What to work on
Every line in the data below from the one containing "Exercise. Find the dark hardwood" down to the one containing "Exercise. Find the small", both included, must be retyped exactly; no other line is to appear.

[Data for processing]

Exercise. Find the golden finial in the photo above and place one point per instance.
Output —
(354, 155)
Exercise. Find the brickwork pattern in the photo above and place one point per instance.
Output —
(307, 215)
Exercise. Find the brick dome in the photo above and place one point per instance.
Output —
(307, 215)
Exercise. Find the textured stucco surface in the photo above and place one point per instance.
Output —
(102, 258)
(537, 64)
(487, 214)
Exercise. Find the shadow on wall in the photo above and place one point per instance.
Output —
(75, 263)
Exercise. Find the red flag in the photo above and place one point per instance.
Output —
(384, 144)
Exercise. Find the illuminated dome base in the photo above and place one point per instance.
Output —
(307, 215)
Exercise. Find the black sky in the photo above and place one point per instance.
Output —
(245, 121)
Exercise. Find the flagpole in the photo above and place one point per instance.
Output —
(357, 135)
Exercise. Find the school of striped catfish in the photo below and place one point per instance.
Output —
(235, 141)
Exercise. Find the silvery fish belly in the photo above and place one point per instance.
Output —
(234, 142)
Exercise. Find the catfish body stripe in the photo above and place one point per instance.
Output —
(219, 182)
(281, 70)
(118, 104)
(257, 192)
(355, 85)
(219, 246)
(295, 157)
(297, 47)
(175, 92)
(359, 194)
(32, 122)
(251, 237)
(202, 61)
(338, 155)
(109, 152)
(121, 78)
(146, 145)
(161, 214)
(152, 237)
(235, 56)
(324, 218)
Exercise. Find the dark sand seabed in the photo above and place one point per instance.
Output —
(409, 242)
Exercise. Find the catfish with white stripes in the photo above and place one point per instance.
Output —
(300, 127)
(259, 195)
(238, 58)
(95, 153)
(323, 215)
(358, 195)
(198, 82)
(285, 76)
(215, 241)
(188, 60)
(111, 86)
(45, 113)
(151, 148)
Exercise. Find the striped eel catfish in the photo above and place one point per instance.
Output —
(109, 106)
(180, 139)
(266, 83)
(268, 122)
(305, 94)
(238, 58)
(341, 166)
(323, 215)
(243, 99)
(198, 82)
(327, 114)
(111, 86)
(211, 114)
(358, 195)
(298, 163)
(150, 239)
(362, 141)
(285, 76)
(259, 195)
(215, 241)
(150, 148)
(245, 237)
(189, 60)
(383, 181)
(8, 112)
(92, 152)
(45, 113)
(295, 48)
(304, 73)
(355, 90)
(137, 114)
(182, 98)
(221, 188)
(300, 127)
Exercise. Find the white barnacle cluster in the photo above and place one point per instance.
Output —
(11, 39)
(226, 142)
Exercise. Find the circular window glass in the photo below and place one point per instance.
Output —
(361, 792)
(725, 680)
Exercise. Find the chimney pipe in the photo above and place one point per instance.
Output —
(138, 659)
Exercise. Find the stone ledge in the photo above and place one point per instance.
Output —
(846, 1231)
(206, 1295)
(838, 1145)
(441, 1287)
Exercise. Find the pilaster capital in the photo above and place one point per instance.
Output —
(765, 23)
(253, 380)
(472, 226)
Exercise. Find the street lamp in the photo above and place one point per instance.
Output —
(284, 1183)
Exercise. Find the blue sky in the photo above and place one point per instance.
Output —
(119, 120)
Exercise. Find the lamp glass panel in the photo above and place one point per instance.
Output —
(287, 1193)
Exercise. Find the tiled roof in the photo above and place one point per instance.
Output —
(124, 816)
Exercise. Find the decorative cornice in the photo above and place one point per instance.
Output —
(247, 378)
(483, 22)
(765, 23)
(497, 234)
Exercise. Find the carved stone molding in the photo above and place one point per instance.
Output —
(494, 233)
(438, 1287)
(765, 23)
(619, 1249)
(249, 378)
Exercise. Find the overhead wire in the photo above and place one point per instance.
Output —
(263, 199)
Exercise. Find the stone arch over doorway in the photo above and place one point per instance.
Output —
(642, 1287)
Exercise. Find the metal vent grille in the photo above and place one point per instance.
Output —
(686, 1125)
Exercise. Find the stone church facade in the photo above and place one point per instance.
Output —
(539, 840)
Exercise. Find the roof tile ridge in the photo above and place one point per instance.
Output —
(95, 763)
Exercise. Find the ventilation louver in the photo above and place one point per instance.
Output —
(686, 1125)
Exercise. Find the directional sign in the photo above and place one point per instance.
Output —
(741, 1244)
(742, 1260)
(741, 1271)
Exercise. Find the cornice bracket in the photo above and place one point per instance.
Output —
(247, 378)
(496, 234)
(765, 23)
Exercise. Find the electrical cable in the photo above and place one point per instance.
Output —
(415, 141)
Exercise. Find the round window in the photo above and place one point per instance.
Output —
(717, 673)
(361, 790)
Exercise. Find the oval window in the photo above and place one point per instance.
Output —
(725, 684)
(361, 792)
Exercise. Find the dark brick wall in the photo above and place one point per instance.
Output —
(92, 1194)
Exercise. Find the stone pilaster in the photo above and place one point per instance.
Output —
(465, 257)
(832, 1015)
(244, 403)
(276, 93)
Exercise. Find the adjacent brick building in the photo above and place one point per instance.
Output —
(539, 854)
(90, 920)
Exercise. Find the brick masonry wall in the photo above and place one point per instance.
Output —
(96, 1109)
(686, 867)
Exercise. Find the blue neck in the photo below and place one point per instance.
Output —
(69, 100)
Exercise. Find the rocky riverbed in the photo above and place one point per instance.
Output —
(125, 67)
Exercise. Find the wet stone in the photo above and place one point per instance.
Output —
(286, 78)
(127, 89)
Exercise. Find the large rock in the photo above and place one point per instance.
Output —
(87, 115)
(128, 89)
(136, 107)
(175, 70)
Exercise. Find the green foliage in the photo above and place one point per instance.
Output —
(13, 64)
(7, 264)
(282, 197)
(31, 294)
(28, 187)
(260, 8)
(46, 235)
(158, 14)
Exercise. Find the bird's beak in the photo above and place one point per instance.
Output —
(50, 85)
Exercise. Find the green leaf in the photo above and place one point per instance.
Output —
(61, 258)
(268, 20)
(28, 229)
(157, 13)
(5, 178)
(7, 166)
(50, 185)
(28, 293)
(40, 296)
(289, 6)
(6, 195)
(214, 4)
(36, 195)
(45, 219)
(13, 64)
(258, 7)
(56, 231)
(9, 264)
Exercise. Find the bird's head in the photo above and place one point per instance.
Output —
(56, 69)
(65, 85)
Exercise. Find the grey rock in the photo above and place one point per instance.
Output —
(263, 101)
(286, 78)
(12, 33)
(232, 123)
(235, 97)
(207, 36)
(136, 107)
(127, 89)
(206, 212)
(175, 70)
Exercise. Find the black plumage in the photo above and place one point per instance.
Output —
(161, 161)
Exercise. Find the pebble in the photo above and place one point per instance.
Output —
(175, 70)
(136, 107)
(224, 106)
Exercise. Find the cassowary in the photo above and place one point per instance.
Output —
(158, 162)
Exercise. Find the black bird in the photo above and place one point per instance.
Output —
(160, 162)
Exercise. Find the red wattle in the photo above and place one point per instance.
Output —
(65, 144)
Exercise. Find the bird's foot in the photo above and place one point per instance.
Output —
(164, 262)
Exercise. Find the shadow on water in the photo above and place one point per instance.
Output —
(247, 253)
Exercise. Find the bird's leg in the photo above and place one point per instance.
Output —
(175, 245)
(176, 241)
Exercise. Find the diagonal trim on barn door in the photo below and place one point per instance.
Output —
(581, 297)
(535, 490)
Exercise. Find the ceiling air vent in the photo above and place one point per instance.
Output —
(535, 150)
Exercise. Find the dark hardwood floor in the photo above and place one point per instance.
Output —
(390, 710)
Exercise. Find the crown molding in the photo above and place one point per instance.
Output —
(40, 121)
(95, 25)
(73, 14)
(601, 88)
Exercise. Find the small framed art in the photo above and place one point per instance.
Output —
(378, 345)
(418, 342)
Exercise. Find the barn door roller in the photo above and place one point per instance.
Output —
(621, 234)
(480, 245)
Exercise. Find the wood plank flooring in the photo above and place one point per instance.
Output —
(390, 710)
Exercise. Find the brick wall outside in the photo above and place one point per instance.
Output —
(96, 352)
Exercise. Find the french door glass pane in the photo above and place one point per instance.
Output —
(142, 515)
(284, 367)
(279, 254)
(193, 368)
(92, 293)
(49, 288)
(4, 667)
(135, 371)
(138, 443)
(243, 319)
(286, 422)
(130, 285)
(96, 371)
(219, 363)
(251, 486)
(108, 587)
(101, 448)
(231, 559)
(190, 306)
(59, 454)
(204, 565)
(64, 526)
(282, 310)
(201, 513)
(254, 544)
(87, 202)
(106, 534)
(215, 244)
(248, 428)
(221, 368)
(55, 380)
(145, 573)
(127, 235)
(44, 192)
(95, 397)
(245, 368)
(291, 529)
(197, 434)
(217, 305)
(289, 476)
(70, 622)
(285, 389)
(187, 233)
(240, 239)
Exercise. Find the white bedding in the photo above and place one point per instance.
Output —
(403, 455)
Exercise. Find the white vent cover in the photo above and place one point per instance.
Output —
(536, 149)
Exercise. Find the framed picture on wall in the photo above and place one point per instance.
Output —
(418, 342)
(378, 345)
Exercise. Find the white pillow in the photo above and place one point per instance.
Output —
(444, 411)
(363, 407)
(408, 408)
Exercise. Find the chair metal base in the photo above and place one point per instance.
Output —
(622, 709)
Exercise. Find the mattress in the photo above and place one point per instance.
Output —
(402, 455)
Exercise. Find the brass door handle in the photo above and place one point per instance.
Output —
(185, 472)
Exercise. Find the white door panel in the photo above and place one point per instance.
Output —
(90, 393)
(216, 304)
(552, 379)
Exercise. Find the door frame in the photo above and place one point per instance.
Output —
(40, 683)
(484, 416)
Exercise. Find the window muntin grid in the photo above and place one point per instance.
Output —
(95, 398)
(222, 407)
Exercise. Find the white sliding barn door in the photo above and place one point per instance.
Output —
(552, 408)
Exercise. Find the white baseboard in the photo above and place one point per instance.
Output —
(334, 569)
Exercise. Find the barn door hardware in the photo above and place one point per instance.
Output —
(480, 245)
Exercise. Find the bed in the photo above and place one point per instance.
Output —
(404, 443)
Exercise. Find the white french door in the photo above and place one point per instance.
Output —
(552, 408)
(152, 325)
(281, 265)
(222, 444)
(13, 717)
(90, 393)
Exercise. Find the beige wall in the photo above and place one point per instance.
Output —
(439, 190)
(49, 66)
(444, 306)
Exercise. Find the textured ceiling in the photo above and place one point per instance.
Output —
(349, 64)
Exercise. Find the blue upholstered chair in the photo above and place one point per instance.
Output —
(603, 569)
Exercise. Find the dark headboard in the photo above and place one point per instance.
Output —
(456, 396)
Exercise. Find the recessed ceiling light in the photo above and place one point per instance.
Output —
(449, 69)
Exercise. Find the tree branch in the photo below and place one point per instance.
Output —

[/Data for processing]

Expected output
Exercise. Find the dark hardwood floor in the photo above and place one point per instance.
Output —
(390, 710)
Exercise. Find the crown molding in the photo above and place one point per instance.
Output —
(40, 121)
(95, 25)
(73, 14)
(601, 88)
Exercise. Find the small framed art in the photo above and place one point per instance.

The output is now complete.